What is required: Pull out of the data below the stretch of lines bounded by the one containing "Points = one dot per instance of the pavement, each" and the one containing "Points = one dot per instance of the lawn, each", both bounds included, unchanged.

---------- Source data

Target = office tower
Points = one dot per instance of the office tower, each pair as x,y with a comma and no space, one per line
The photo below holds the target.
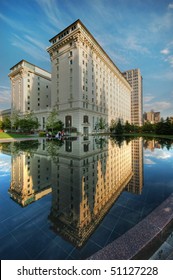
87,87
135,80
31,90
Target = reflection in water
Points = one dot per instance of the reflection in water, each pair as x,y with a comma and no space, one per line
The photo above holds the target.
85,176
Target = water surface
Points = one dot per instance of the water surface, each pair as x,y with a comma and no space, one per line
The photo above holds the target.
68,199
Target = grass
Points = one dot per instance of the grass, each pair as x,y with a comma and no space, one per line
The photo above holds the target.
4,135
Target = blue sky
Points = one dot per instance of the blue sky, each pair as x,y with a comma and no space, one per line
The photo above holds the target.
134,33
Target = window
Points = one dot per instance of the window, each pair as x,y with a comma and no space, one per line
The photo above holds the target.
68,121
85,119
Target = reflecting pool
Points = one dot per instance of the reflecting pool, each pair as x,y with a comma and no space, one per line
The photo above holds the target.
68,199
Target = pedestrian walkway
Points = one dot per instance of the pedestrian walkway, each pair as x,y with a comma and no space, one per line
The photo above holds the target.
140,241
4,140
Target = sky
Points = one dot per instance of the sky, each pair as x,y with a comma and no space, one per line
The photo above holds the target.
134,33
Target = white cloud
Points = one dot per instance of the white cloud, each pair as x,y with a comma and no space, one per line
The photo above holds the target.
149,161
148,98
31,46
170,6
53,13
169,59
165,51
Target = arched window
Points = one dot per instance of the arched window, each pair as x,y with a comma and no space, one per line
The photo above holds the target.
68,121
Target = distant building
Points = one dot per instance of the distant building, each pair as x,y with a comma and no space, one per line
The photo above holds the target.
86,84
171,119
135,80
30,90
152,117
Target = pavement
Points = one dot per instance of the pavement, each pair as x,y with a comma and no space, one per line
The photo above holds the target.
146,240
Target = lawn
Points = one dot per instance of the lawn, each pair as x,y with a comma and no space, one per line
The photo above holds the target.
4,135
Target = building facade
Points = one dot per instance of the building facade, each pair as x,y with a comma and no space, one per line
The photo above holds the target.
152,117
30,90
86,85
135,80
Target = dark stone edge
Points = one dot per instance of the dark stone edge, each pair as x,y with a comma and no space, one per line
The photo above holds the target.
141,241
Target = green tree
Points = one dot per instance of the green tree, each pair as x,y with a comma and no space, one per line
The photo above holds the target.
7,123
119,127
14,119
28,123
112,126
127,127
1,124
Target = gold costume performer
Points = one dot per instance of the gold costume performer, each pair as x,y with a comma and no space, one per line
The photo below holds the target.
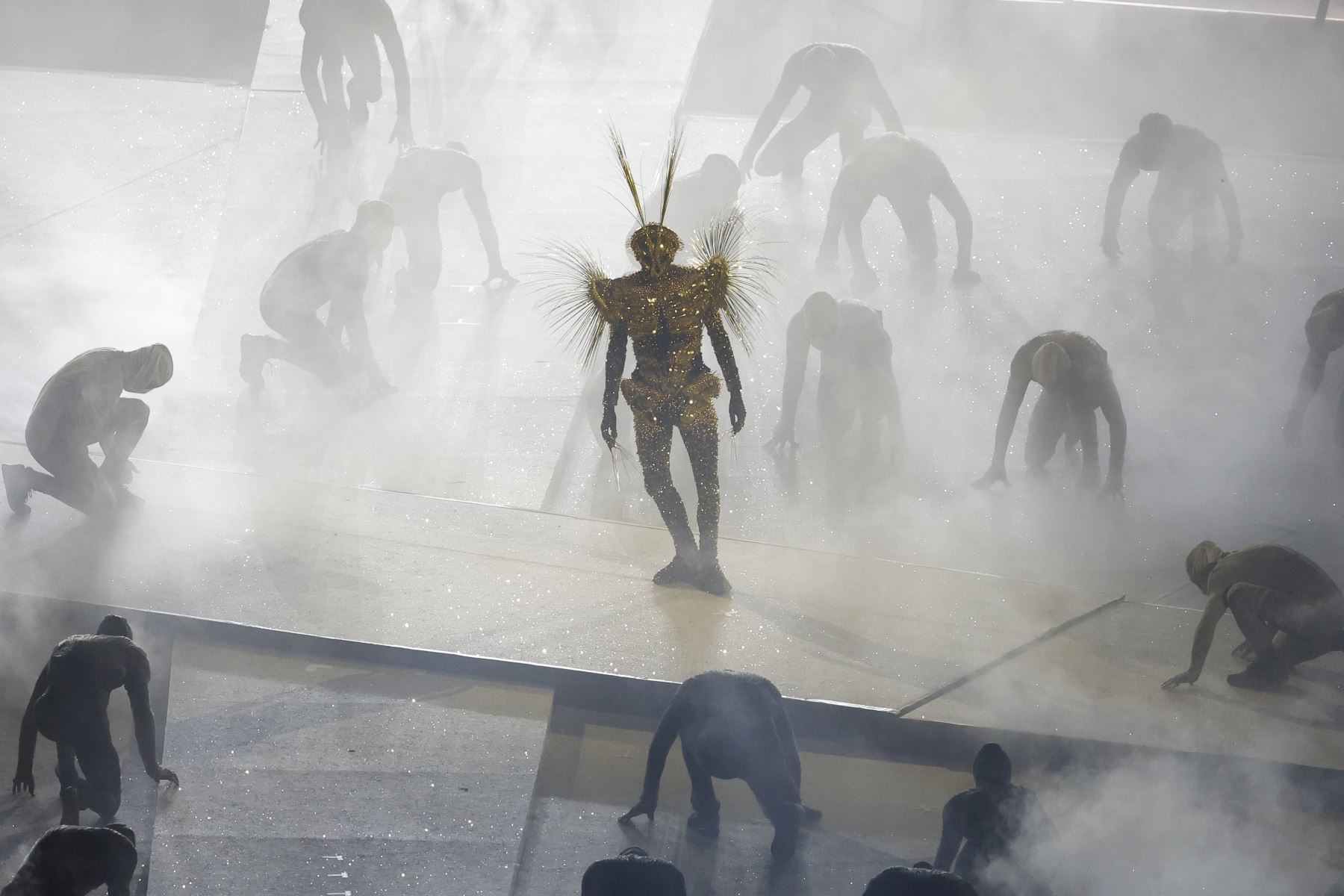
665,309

--------------------

Solution to the exercise:
Points = one dot per instance of the pavement, each pair as x,y with a comma and no space, one per line
The photo above holds the target.
146,240
Target = lawn
Points = one dot per instance of the lawn, each pair as x,y with a comma and no space, one per line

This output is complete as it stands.